begin Materials provided

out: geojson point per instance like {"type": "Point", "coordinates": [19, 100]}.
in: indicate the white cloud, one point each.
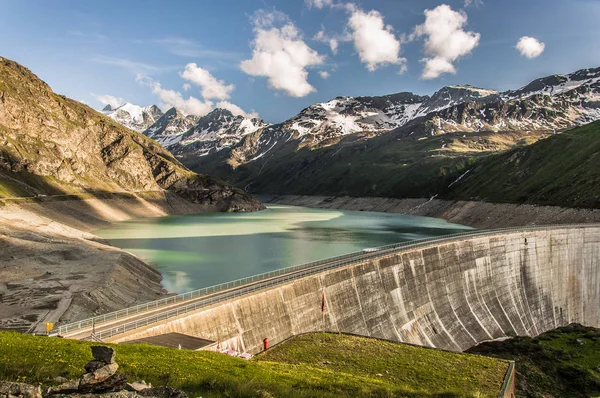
{"type": "Point", "coordinates": [211, 87]}
{"type": "Point", "coordinates": [318, 3]}
{"type": "Point", "coordinates": [281, 55]}
{"type": "Point", "coordinates": [333, 44]}
{"type": "Point", "coordinates": [445, 41]}
{"type": "Point", "coordinates": [374, 41]}
{"type": "Point", "coordinates": [111, 100]}
{"type": "Point", "coordinates": [530, 47]}
{"type": "Point", "coordinates": [236, 110]}
{"type": "Point", "coordinates": [332, 41]}
{"type": "Point", "coordinates": [171, 98]}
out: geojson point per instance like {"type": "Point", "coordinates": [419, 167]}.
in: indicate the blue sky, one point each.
{"type": "Point", "coordinates": [138, 50]}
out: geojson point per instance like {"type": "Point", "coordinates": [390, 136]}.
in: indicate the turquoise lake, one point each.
{"type": "Point", "coordinates": [202, 250]}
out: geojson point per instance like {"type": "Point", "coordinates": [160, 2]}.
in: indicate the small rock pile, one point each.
{"type": "Point", "coordinates": [101, 380]}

end Materials provided

_Required work_
Reproduce the listing above exactly, excluding all pictures.

_Result below_
out: geojson point per instance like {"type": "Point", "coordinates": [19, 100]}.
in: indicate the white cloud, one point each.
{"type": "Point", "coordinates": [211, 87]}
{"type": "Point", "coordinates": [318, 3]}
{"type": "Point", "coordinates": [281, 55]}
{"type": "Point", "coordinates": [333, 44]}
{"type": "Point", "coordinates": [445, 41]}
{"type": "Point", "coordinates": [374, 41]}
{"type": "Point", "coordinates": [111, 100]}
{"type": "Point", "coordinates": [530, 47]}
{"type": "Point", "coordinates": [236, 110]}
{"type": "Point", "coordinates": [332, 41]}
{"type": "Point", "coordinates": [171, 98]}
out: geojson point per instance like {"type": "Point", "coordinates": [419, 167]}.
in: indicate the blue sky, one point each.
{"type": "Point", "coordinates": [138, 50]}
out: geojson point per instance like {"type": "Point", "coordinates": [390, 136]}.
in: indicate the turquoise lake, one point each.
{"type": "Point", "coordinates": [202, 250]}
out: geojson point per instance like {"type": "Point", "coordinates": [160, 2]}.
in: indicate the small rock pile, one point each.
{"type": "Point", "coordinates": [101, 380]}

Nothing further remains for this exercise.